Start PROVIDED DATA
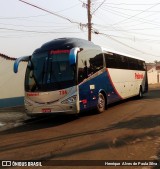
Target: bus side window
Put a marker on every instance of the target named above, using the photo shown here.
(124, 62)
(132, 64)
(89, 62)
(110, 60)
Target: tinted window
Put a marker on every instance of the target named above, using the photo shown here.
(133, 63)
(111, 61)
(89, 62)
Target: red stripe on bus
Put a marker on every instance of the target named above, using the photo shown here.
(113, 84)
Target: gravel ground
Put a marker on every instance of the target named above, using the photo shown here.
(15, 116)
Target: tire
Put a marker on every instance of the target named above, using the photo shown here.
(140, 95)
(101, 103)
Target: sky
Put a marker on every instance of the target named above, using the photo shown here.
(125, 26)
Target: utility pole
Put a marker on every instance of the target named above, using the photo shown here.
(89, 20)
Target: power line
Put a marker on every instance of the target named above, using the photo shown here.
(32, 31)
(122, 43)
(137, 14)
(53, 13)
(98, 7)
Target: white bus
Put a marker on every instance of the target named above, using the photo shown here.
(70, 75)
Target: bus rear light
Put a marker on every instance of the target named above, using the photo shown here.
(70, 100)
(84, 101)
(27, 103)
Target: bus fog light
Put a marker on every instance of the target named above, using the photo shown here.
(70, 100)
(27, 103)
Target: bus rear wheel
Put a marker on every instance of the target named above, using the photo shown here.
(101, 103)
(140, 95)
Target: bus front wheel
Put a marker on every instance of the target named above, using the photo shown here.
(140, 95)
(101, 103)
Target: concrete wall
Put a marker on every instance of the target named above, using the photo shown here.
(153, 76)
(11, 84)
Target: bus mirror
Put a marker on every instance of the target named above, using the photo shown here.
(18, 60)
(73, 55)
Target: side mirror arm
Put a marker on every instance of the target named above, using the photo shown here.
(18, 60)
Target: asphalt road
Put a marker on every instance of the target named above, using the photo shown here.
(128, 130)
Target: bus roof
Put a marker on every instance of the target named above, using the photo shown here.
(120, 53)
(66, 43)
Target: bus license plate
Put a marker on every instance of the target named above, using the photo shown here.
(47, 110)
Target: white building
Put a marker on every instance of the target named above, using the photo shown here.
(11, 84)
(154, 74)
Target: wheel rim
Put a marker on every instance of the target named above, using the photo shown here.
(101, 101)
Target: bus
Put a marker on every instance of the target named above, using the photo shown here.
(70, 75)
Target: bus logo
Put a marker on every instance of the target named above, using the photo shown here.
(63, 92)
(46, 110)
(138, 76)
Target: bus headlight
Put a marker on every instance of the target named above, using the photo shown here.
(27, 103)
(70, 100)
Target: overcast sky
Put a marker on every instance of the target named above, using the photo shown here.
(127, 26)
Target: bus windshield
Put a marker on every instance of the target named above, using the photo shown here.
(49, 71)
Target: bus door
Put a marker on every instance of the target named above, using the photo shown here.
(90, 64)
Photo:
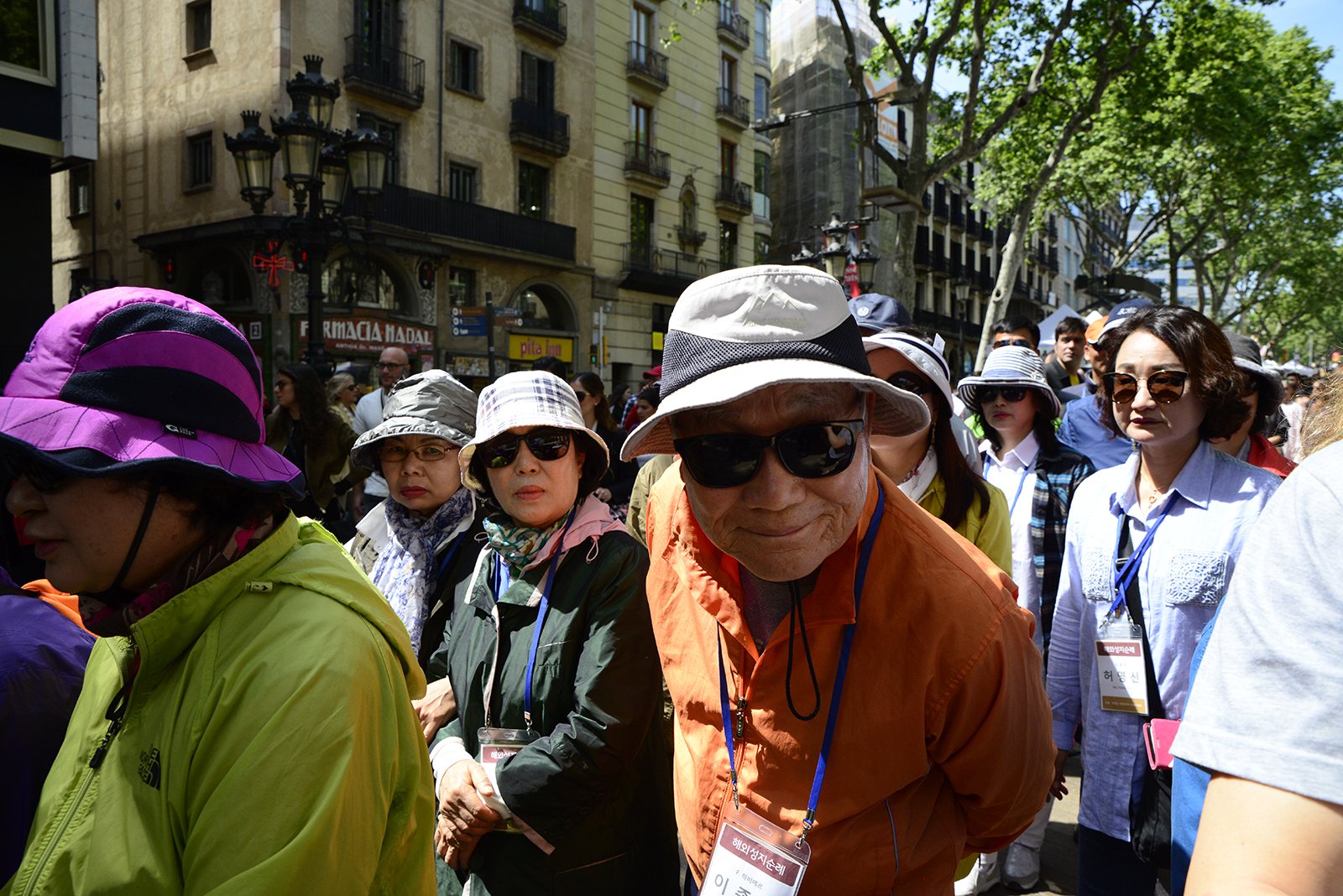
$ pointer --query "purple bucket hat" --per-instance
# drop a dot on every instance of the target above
End PROVIDED DATA
Leaving out every picture, copy exactly the lines from the one that contains "Target: wheel rim" through the end of the entries above.

### EXERCISE SOLUTION
Target: wheel rim
Put a marker on every instance of the target named above, using the photo shown here.
(101, 101)
Target: bus
Put a marker on every instance of the target named above, using the photo shown here.
(70, 75)
Target: bus logo
Put a marker on every instance of the target named above, using the photo shown here.
(63, 92)
(46, 110)
(138, 76)
Target: bus headlight
Put a marker on every instance of the target named above, using the photo shown here.
(27, 103)
(70, 100)
Target: overcast sky
Put a marker on every instance of the target named above, using the photo shown here.
(127, 26)
Target: bus windshield
Put a marker on every instance of the target named above, using the photo shown here.
(49, 71)
Target: bus door
Put a marker on every instance of the target named above, using the photo shown here.
(90, 64)
Photo:
$ pointer --query "purple bucket hat" --per-instance
# drop a dot on every instance of the target above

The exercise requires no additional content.